Your goal — Return every line of the data below that contains the word "stem". Treat the match as case-sensitive.

= = = =

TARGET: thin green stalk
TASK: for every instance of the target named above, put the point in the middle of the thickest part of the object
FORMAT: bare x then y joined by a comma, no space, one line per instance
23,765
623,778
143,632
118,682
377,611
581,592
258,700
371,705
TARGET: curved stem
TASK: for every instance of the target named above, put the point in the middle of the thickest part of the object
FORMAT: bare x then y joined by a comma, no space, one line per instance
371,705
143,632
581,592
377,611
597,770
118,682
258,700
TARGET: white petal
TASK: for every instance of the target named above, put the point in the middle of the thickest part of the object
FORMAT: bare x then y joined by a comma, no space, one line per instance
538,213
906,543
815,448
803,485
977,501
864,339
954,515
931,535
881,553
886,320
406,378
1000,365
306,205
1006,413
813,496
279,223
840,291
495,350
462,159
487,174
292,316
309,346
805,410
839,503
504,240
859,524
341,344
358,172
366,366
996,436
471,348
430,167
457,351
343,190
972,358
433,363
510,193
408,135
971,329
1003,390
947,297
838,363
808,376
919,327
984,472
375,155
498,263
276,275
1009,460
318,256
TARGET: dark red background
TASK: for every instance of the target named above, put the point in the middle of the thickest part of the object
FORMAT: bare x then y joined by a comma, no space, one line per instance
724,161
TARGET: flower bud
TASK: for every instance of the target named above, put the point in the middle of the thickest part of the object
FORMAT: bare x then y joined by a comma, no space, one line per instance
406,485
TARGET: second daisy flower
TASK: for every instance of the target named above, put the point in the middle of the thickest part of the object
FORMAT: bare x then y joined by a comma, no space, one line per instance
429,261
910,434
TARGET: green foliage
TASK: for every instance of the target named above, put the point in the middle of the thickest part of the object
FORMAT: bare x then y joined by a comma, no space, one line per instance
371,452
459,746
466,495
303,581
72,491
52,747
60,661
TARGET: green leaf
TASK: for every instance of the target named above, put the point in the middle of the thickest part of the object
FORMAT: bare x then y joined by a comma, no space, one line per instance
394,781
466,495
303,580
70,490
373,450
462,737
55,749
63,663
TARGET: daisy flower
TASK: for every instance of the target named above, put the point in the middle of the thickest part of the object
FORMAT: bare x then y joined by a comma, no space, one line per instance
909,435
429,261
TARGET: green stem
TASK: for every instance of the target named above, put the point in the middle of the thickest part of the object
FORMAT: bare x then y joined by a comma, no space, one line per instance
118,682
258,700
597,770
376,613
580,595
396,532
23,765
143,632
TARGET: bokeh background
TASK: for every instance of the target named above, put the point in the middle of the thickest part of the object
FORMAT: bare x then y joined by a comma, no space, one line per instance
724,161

= = = =

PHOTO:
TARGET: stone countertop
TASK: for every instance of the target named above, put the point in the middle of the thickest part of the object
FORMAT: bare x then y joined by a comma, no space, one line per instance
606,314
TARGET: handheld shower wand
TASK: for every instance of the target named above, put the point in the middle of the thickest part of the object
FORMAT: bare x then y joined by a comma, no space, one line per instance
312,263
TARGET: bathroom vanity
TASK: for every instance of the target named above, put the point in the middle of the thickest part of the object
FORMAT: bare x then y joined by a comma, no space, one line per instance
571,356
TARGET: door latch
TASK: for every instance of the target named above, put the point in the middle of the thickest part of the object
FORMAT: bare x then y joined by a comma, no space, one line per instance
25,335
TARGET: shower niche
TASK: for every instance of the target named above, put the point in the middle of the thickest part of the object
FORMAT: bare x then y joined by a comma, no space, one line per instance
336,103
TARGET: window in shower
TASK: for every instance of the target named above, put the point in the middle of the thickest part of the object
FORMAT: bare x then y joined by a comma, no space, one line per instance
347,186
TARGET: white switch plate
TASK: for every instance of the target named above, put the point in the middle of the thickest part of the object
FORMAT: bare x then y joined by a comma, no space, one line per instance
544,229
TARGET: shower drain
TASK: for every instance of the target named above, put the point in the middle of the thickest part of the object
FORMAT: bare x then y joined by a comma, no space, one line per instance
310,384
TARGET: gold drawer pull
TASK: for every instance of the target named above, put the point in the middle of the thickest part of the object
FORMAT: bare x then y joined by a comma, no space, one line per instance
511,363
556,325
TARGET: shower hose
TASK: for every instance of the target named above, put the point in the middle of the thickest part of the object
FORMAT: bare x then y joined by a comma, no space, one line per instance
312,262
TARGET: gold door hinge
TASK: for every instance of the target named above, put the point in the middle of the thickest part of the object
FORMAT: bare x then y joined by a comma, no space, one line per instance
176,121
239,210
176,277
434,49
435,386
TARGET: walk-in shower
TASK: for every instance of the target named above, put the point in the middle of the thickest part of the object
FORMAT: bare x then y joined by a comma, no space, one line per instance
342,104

= = = =

Answer to the exercise —
TARGET: curved stem
TARGET: green stem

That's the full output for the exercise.